BEGIN Records for processing

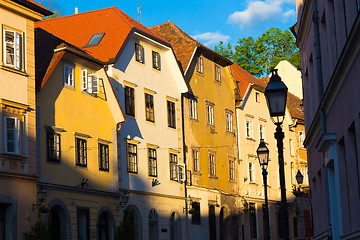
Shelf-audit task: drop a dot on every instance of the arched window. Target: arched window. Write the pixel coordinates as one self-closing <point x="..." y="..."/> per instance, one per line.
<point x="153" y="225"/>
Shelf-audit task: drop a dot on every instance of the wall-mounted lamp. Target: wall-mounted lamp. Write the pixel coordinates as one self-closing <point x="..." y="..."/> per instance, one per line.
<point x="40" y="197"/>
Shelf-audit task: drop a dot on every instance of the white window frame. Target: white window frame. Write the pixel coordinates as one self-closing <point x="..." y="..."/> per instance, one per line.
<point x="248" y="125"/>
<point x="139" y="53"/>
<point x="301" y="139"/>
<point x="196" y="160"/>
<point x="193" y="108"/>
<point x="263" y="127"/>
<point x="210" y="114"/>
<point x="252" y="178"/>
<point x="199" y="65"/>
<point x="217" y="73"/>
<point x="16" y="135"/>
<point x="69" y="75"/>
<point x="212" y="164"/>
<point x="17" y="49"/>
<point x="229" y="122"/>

END Records for processing
BEGIN Records for processing

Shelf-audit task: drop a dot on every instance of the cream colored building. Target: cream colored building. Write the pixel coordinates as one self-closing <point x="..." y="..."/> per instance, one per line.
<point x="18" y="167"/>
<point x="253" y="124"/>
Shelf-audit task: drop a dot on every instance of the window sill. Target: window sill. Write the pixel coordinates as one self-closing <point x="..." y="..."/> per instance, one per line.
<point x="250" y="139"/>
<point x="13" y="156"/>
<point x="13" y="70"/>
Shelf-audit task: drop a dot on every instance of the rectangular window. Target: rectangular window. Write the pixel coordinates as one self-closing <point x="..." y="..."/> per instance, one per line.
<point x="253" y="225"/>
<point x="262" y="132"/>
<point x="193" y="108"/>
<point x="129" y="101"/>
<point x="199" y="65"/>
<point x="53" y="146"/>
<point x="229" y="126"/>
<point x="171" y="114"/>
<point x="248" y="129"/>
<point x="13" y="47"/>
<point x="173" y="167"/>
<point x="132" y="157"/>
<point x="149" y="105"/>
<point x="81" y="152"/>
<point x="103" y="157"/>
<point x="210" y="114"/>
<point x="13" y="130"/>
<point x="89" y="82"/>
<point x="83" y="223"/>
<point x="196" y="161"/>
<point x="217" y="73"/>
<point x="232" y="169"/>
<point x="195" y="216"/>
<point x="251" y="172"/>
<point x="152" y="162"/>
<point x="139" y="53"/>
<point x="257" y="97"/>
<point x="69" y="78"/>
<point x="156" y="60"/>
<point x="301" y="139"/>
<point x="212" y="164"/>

END Records for processing
BEGIN Records for processing

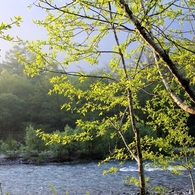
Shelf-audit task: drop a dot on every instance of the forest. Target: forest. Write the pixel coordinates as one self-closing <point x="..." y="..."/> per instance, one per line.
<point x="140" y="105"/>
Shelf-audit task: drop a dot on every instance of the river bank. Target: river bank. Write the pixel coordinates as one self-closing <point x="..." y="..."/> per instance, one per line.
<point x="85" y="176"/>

END Records for processing

The problem:
Pull out each line of the records above that contains the string "sill", treating uppercase and lowercase letters as different.

Reply:
Shelf-audit task: drop a dot on every instance of the window sill. Target: window sill. Write the pixel coordinates as one self-closing <point x="..." y="..."/> per instance, one per line.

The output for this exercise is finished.